* **Problem**
Pull every line from the data below that contains the word "tree", and copy each one unchanged.

* **Record extracts**
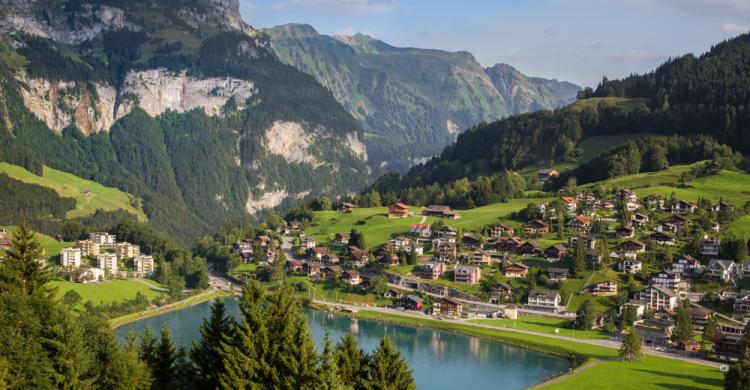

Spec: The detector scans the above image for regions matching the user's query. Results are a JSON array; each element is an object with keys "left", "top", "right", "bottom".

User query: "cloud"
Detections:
[
  {"left": 721, "top": 23, "right": 750, "bottom": 34},
  {"left": 271, "top": 0, "right": 401, "bottom": 15}
]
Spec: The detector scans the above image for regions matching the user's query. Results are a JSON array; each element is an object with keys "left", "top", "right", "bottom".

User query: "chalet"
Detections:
[
  {"left": 698, "top": 238, "right": 721, "bottom": 256},
  {"left": 671, "top": 255, "right": 703, "bottom": 275},
  {"left": 536, "top": 168, "right": 560, "bottom": 182},
  {"left": 422, "top": 205, "right": 461, "bottom": 219},
  {"left": 299, "top": 236, "right": 318, "bottom": 249},
  {"left": 518, "top": 241, "right": 543, "bottom": 257},
  {"left": 672, "top": 200, "right": 698, "bottom": 214},
  {"left": 394, "top": 295, "right": 424, "bottom": 310},
  {"left": 703, "top": 259, "right": 737, "bottom": 283},
  {"left": 388, "top": 203, "right": 409, "bottom": 218},
  {"left": 643, "top": 194, "right": 666, "bottom": 210},
  {"left": 453, "top": 265, "right": 482, "bottom": 284},
  {"left": 615, "top": 226, "right": 635, "bottom": 238},
  {"left": 333, "top": 233, "right": 351, "bottom": 246},
  {"left": 617, "top": 259, "right": 643, "bottom": 274},
  {"left": 495, "top": 237, "right": 523, "bottom": 253},
  {"left": 527, "top": 290, "right": 561, "bottom": 312},
  {"left": 490, "top": 223, "right": 516, "bottom": 238},
  {"left": 636, "top": 284, "right": 677, "bottom": 310},
  {"left": 591, "top": 280, "right": 617, "bottom": 297},
  {"left": 651, "top": 232, "right": 677, "bottom": 245},
  {"left": 568, "top": 215, "right": 591, "bottom": 230},
  {"left": 544, "top": 244, "right": 568, "bottom": 261},
  {"left": 409, "top": 223, "right": 432, "bottom": 238},
  {"left": 633, "top": 319, "right": 674, "bottom": 347},
  {"left": 432, "top": 297, "right": 463, "bottom": 317},
  {"left": 503, "top": 263, "right": 529, "bottom": 278},
  {"left": 338, "top": 202, "right": 357, "bottom": 213},
  {"left": 412, "top": 261, "right": 448, "bottom": 280},
  {"left": 349, "top": 246, "right": 370, "bottom": 268},
  {"left": 546, "top": 268, "right": 570, "bottom": 282},
  {"left": 560, "top": 196, "right": 578, "bottom": 213},
  {"left": 341, "top": 270, "right": 362, "bottom": 286},
  {"left": 523, "top": 220, "right": 549, "bottom": 235},
  {"left": 469, "top": 249, "right": 492, "bottom": 265},
  {"left": 710, "top": 333, "right": 747, "bottom": 362}
]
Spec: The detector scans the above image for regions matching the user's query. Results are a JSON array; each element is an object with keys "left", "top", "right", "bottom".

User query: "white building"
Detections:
[{"left": 60, "top": 248, "right": 81, "bottom": 269}]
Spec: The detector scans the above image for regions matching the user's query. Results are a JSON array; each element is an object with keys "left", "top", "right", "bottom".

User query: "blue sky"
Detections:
[{"left": 240, "top": 0, "right": 750, "bottom": 86}]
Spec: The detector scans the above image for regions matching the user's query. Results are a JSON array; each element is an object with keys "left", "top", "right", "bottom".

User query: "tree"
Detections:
[
  {"left": 367, "top": 336, "right": 417, "bottom": 389},
  {"left": 190, "top": 299, "right": 234, "bottom": 389},
  {"left": 619, "top": 330, "right": 643, "bottom": 361}
]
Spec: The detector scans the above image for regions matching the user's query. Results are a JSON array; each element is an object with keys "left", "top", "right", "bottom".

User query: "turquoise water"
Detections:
[{"left": 117, "top": 299, "right": 570, "bottom": 389}]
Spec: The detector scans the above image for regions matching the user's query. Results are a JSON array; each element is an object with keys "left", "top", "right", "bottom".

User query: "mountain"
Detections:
[
  {"left": 265, "top": 24, "right": 579, "bottom": 172},
  {"left": 396, "top": 34, "right": 750, "bottom": 190},
  {"left": 0, "top": 0, "right": 372, "bottom": 242}
]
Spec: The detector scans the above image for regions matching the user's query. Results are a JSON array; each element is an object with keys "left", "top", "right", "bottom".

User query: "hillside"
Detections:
[
  {"left": 265, "top": 24, "right": 580, "bottom": 172},
  {"left": 0, "top": 0, "right": 372, "bottom": 242}
]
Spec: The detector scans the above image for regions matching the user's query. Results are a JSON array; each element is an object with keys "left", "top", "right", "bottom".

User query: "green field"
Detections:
[
  {"left": 0, "top": 163, "right": 146, "bottom": 220},
  {"left": 49, "top": 280, "right": 162, "bottom": 306}
]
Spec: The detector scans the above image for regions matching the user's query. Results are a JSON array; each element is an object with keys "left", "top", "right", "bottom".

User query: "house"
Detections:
[
  {"left": 96, "top": 253, "right": 117, "bottom": 274},
  {"left": 490, "top": 223, "right": 516, "bottom": 238},
  {"left": 133, "top": 255, "right": 156, "bottom": 275},
  {"left": 78, "top": 267, "right": 104, "bottom": 283},
  {"left": 388, "top": 203, "right": 409, "bottom": 218},
  {"left": 544, "top": 244, "right": 568, "bottom": 261},
  {"left": 617, "top": 259, "right": 643, "bottom": 274},
  {"left": 704, "top": 259, "right": 737, "bottom": 283},
  {"left": 453, "top": 265, "right": 482, "bottom": 284},
  {"left": 591, "top": 280, "right": 617, "bottom": 297},
  {"left": 333, "top": 233, "right": 351, "bottom": 246},
  {"left": 349, "top": 246, "right": 370, "bottom": 267},
  {"left": 495, "top": 237, "right": 523, "bottom": 253},
  {"left": 711, "top": 333, "right": 747, "bottom": 362},
  {"left": 560, "top": 196, "right": 578, "bottom": 213},
  {"left": 60, "top": 248, "right": 81, "bottom": 269},
  {"left": 412, "top": 261, "right": 448, "bottom": 280},
  {"left": 671, "top": 255, "right": 703, "bottom": 275},
  {"left": 338, "top": 202, "right": 357, "bottom": 213},
  {"left": 523, "top": 220, "right": 549, "bottom": 236},
  {"left": 651, "top": 232, "right": 677, "bottom": 246},
  {"left": 394, "top": 295, "right": 424, "bottom": 310},
  {"left": 643, "top": 194, "right": 666, "bottom": 210},
  {"left": 469, "top": 249, "right": 492, "bottom": 265},
  {"left": 615, "top": 226, "right": 635, "bottom": 238},
  {"left": 633, "top": 319, "right": 674, "bottom": 347},
  {"left": 536, "top": 168, "right": 560, "bottom": 182},
  {"left": 672, "top": 200, "right": 698, "bottom": 214},
  {"left": 698, "top": 238, "right": 721, "bottom": 256},
  {"left": 546, "top": 268, "right": 570, "bottom": 282},
  {"left": 432, "top": 297, "right": 463, "bottom": 317},
  {"left": 636, "top": 284, "right": 677, "bottom": 310},
  {"left": 503, "top": 263, "right": 529, "bottom": 278},
  {"left": 409, "top": 223, "right": 432, "bottom": 238},
  {"left": 299, "top": 236, "right": 318, "bottom": 249},
  {"left": 568, "top": 215, "right": 591, "bottom": 230},
  {"left": 341, "top": 270, "right": 362, "bottom": 286},
  {"left": 422, "top": 204, "right": 461, "bottom": 219},
  {"left": 526, "top": 290, "right": 561, "bottom": 312}
]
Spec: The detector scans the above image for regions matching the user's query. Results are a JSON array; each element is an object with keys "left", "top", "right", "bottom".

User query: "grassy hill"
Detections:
[{"left": 0, "top": 162, "right": 146, "bottom": 220}]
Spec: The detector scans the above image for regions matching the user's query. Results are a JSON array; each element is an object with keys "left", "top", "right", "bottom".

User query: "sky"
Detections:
[{"left": 239, "top": 0, "right": 750, "bottom": 87}]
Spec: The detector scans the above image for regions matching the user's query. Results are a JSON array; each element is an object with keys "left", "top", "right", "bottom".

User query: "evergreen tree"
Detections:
[{"left": 367, "top": 336, "right": 417, "bottom": 389}]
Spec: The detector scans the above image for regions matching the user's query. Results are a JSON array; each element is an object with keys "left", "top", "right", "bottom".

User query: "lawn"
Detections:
[
  {"left": 48, "top": 280, "right": 162, "bottom": 306},
  {"left": 0, "top": 163, "right": 146, "bottom": 220},
  {"left": 473, "top": 317, "right": 609, "bottom": 339}
]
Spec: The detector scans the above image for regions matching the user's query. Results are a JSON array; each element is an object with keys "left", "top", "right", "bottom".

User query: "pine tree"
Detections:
[
  {"left": 190, "top": 299, "right": 234, "bottom": 389},
  {"left": 367, "top": 336, "right": 417, "bottom": 389}
]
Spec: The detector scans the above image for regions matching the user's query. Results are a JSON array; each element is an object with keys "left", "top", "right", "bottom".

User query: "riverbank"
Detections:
[{"left": 109, "top": 290, "right": 232, "bottom": 329}]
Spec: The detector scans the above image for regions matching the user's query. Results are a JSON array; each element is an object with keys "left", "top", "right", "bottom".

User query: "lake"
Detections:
[{"left": 116, "top": 299, "right": 570, "bottom": 389}]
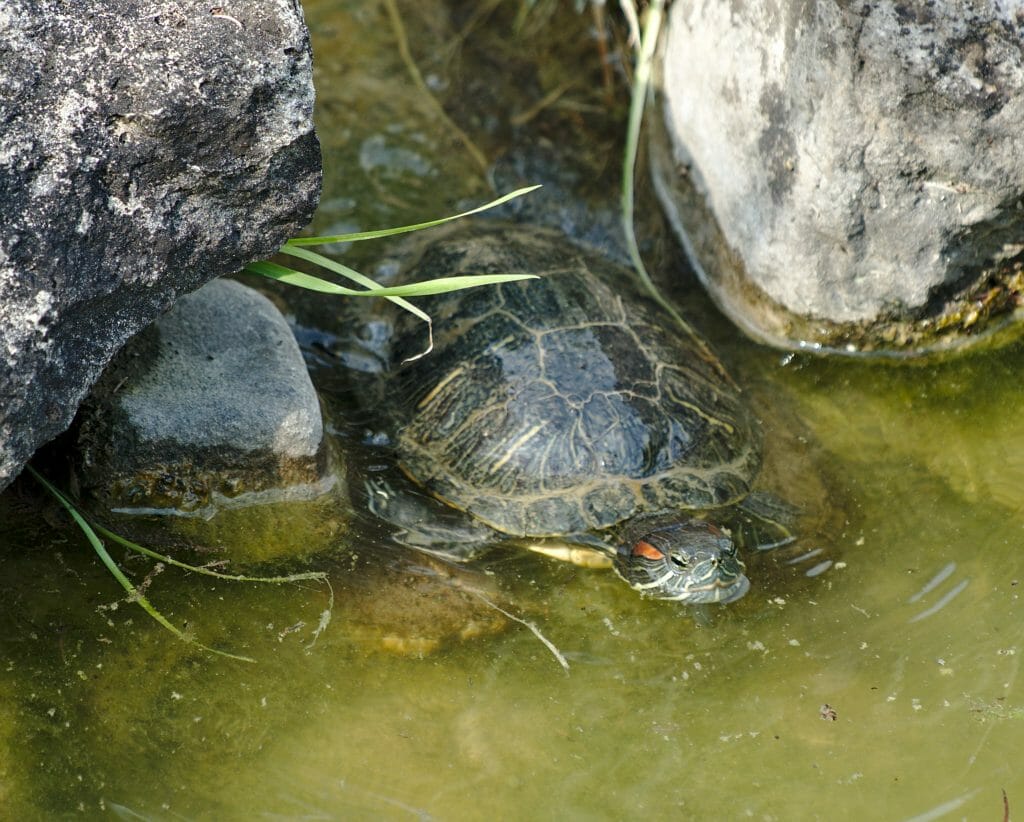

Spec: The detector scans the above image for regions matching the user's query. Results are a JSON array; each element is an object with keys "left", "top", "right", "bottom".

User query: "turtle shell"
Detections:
[{"left": 382, "top": 223, "right": 761, "bottom": 536}]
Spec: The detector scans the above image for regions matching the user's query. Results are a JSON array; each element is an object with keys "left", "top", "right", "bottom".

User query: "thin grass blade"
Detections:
[
  {"left": 26, "top": 466, "right": 256, "bottom": 662},
  {"left": 92, "top": 524, "right": 327, "bottom": 582},
  {"left": 282, "top": 185, "right": 541, "bottom": 251},
  {"left": 246, "top": 261, "right": 538, "bottom": 298}
]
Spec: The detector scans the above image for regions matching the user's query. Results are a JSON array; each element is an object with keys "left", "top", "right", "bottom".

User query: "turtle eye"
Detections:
[{"left": 633, "top": 539, "right": 665, "bottom": 562}]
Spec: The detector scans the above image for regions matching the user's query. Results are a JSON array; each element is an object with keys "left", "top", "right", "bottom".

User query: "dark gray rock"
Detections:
[
  {"left": 76, "top": 279, "right": 333, "bottom": 517},
  {"left": 0, "top": 0, "right": 321, "bottom": 489},
  {"left": 654, "top": 0, "right": 1024, "bottom": 350}
]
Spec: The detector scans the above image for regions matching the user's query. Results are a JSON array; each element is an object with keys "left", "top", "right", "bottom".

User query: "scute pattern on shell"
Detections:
[{"left": 386, "top": 223, "right": 761, "bottom": 536}]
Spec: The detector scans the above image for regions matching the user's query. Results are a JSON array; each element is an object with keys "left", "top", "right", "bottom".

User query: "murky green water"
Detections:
[{"left": 0, "top": 0, "right": 1024, "bottom": 820}]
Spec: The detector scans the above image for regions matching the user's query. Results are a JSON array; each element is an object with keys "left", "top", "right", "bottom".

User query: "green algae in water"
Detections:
[{"left": 0, "top": 2, "right": 1024, "bottom": 820}]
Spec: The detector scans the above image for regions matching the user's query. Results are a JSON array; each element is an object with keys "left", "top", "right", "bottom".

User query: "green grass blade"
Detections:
[
  {"left": 281, "top": 244, "right": 430, "bottom": 322},
  {"left": 92, "top": 524, "right": 327, "bottom": 582},
  {"left": 26, "top": 466, "right": 256, "bottom": 662},
  {"left": 246, "top": 258, "right": 538, "bottom": 298},
  {"left": 282, "top": 185, "right": 541, "bottom": 250}
]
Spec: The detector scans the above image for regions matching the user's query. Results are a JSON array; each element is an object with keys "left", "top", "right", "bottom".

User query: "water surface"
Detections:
[{"left": 0, "top": 0, "right": 1024, "bottom": 820}]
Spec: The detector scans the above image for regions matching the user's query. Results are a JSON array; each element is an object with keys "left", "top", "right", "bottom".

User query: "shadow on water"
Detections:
[{"left": 0, "top": 0, "right": 1024, "bottom": 820}]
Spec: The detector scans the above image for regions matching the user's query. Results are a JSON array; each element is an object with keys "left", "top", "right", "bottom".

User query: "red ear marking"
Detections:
[{"left": 633, "top": 539, "right": 665, "bottom": 560}]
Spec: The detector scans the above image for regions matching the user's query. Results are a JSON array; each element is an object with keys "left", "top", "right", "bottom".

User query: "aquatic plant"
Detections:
[
  {"left": 26, "top": 465, "right": 334, "bottom": 662},
  {"left": 244, "top": 185, "right": 541, "bottom": 356}
]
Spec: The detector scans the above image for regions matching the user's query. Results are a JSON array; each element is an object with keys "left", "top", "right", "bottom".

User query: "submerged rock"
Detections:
[
  {"left": 653, "top": 0, "right": 1024, "bottom": 351},
  {"left": 76, "top": 279, "right": 335, "bottom": 559},
  {"left": 0, "top": 0, "right": 321, "bottom": 489}
]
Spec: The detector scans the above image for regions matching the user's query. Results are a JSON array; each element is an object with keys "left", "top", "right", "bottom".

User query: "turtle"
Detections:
[{"left": 355, "top": 220, "right": 794, "bottom": 604}]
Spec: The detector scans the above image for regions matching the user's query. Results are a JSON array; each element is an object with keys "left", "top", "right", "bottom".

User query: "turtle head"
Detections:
[{"left": 614, "top": 516, "right": 751, "bottom": 605}]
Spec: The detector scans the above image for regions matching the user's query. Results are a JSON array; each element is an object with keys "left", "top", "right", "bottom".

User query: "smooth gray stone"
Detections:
[
  {"left": 0, "top": 0, "right": 321, "bottom": 489},
  {"left": 77, "top": 279, "right": 326, "bottom": 514}
]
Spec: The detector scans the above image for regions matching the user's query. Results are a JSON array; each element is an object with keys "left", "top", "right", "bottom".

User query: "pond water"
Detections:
[{"left": 0, "top": 0, "right": 1024, "bottom": 820}]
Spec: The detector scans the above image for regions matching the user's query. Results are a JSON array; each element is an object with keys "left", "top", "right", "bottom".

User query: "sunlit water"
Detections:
[{"left": 0, "top": 2, "right": 1024, "bottom": 820}]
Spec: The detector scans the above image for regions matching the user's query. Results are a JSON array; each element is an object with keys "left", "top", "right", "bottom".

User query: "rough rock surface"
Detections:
[
  {"left": 0, "top": 0, "right": 321, "bottom": 489},
  {"left": 654, "top": 0, "right": 1024, "bottom": 349},
  {"left": 77, "top": 279, "right": 330, "bottom": 515}
]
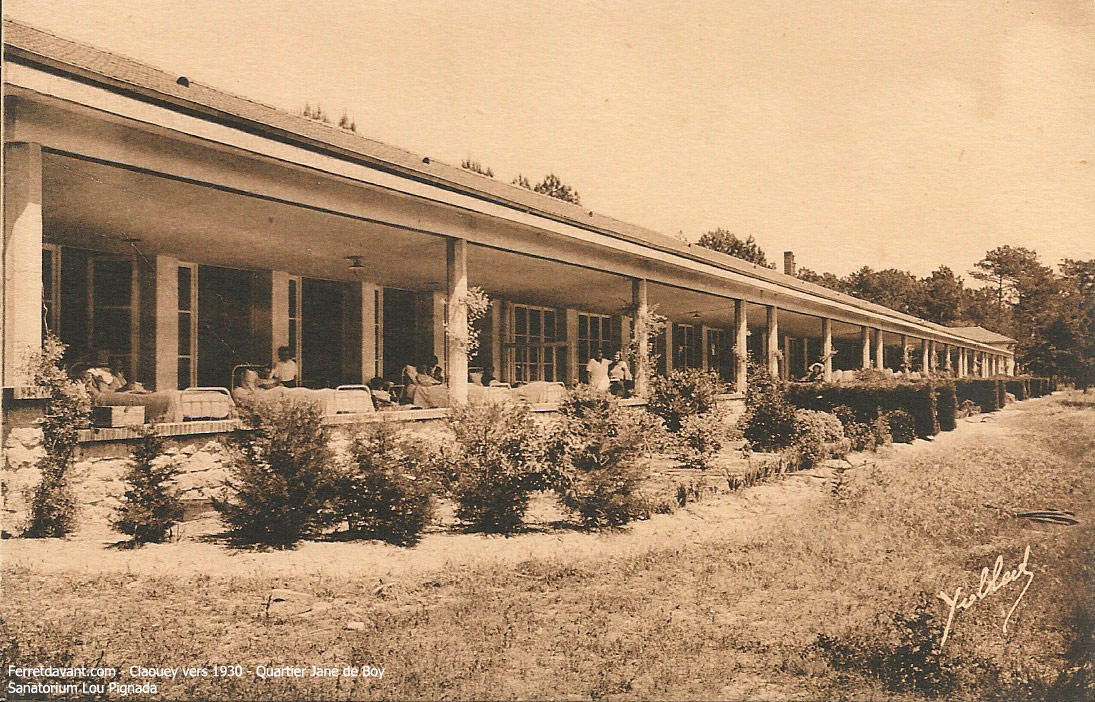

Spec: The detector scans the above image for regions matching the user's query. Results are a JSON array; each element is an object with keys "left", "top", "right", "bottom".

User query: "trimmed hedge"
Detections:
[
  {"left": 955, "top": 378, "right": 1000, "bottom": 412},
  {"left": 935, "top": 380, "right": 958, "bottom": 431},
  {"left": 787, "top": 382, "right": 940, "bottom": 438}
]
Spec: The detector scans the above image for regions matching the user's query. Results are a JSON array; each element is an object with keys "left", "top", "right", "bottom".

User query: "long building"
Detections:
[{"left": 2, "top": 21, "right": 1014, "bottom": 438}]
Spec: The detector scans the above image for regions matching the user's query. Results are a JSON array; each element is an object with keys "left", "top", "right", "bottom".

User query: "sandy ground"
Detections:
[{"left": 0, "top": 407, "right": 1012, "bottom": 582}]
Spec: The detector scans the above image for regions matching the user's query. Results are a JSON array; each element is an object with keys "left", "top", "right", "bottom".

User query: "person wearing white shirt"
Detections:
[
  {"left": 269, "top": 346, "right": 300, "bottom": 388},
  {"left": 586, "top": 348, "right": 612, "bottom": 392}
]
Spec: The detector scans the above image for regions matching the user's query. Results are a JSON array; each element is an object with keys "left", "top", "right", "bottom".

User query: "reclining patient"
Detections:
[
  {"left": 232, "top": 368, "right": 338, "bottom": 414},
  {"left": 80, "top": 352, "right": 183, "bottom": 423}
]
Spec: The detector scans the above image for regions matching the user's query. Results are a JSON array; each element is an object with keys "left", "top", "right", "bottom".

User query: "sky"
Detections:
[{"left": 3, "top": 0, "right": 1095, "bottom": 281}]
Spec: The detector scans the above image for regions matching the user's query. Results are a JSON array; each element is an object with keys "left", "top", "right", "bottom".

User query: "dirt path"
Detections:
[{"left": 0, "top": 405, "right": 1014, "bottom": 582}]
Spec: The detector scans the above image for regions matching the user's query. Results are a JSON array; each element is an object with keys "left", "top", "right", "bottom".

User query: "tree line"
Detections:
[{"left": 696, "top": 229, "right": 1095, "bottom": 387}]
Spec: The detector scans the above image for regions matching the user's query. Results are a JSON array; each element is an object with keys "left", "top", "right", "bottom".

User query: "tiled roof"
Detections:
[
  {"left": 3, "top": 19, "right": 1003, "bottom": 346},
  {"left": 950, "top": 326, "right": 1018, "bottom": 344}
]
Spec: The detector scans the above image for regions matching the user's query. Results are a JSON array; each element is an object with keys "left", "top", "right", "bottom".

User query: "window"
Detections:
[
  {"left": 577, "top": 312, "right": 620, "bottom": 382},
  {"left": 507, "top": 304, "right": 566, "bottom": 382},
  {"left": 42, "top": 244, "right": 61, "bottom": 336},
  {"left": 178, "top": 263, "right": 198, "bottom": 389},
  {"left": 288, "top": 276, "right": 304, "bottom": 378},
  {"left": 673, "top": 324, "right": 703, "bottom": 368},
  {"left": 706, "top": 329, "right": 735, "bottom": 382},
  {"left": 88, "top": 255, "right": 137, "bottom": 378}
]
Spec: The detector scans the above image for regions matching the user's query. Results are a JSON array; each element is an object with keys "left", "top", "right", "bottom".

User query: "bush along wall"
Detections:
[
  {"left": 787, "top": 382, "right": 940, "bottom": 438},
  {"left": 955, "top": 378, "right": 1000, "bottom": 412},
  {"left": 935, "top": 379, "right": 958, "bottom": 431}
]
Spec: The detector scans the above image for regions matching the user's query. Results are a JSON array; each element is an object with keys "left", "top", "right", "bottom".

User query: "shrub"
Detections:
[
  {"left": 871, "top": 412, "right": 894, "bottom": 446},
  {"left": 24, "top": 332, "right": 91, "bottom": 538},
  {"left": 646, "top": 368, "right": 722, "bottom": 433},
  {"left": 795, "top": 410, "right": 849, "bottom": 468},
  {"left": 552, "top": 387, "right": 648, "bottom": 528},
  {"left": 816, "top": 595, "right": 967, "bottom": 699},
  {"left": 739, "top": 362, "right": 795, "bottom": 451},
  {"left": 832, "top": 404, "right": 876, "bottom": 451},
  {"left": 955, "top": 378, "right": 1000, "bottom": 412},
  {"left": 787, "top": 380, "right": 940, "bottom": 438},
  {"left": 212, "top": 401, "right": 337, "bottom": 548},
  {"left": 886, "top": 410, "right": 917, "bottom": 444},
  {"left": 675, "top": 412, "right": 726, "bottom": 471},
  {"left": 935, "top": 380, "right": 958, "bottom": 431},
  {"left": 448, "top": 404, "right": 550, "bottom": 533},
  {"left": 114, "top": 425, "right": 183, "bottom": 543},
  {"left": 335, "top": 423, "right": 434, "bottom": 545}
]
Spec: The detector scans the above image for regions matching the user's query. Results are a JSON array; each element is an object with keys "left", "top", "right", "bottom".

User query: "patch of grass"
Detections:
[{"left": 0, "top": 398, "right": 1095, "bottom": 700}]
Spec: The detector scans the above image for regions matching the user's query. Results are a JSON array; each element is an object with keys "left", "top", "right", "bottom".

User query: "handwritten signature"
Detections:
[{"left": 937, "top": 546, "right": 1034, "bottom": 648}]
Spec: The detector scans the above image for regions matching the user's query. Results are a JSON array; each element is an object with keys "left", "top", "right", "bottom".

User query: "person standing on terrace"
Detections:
[
  {"left": 269, "top": 346, "right": 300, "bottom": 388},
  {"left": 586, "top": 347, "right": 612, "bottom": 392}
]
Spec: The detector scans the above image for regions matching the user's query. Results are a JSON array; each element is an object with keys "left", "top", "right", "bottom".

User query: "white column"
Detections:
[
  {"left": 695, "top": 322, "right": 711, "bottom": 370},
  {"left": 635, "top": 278, "right": 650, "bottom": 398},
  {"left": 764, "top": 304, "right": 780, "bottom": 378},
  {"left": 151, "top": 256, "right": 178, "bottom": 391},
  {"left": 2, "top": 142, "right": 43, "bottom": 385},
  {"left": 361, "top": 283, "right": 384, "bottom": 384},
  {"left": 490, "top": 300, "right": 501, "bottom": 381},
  {"left": 445, "top": 239, "right": 468, "bottom": 404},
  {"left": 734, "top": 300, "right": 749, "bottom": 393},
  {"left": 269, "top": 271, "right": 289, "bottom": 362},
  {"left": 564, "top": 307, "right": 581, "bottom": 385},
  {"left": 666, "top": 318, "right": 675, "bottom": 377}
]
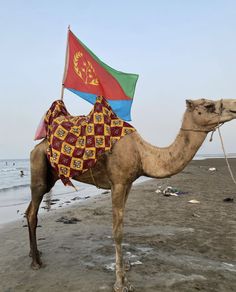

* **Response**
User query: "tree"
User query: "evergreen tree"
User query: "pine tree"
User query: "tree line"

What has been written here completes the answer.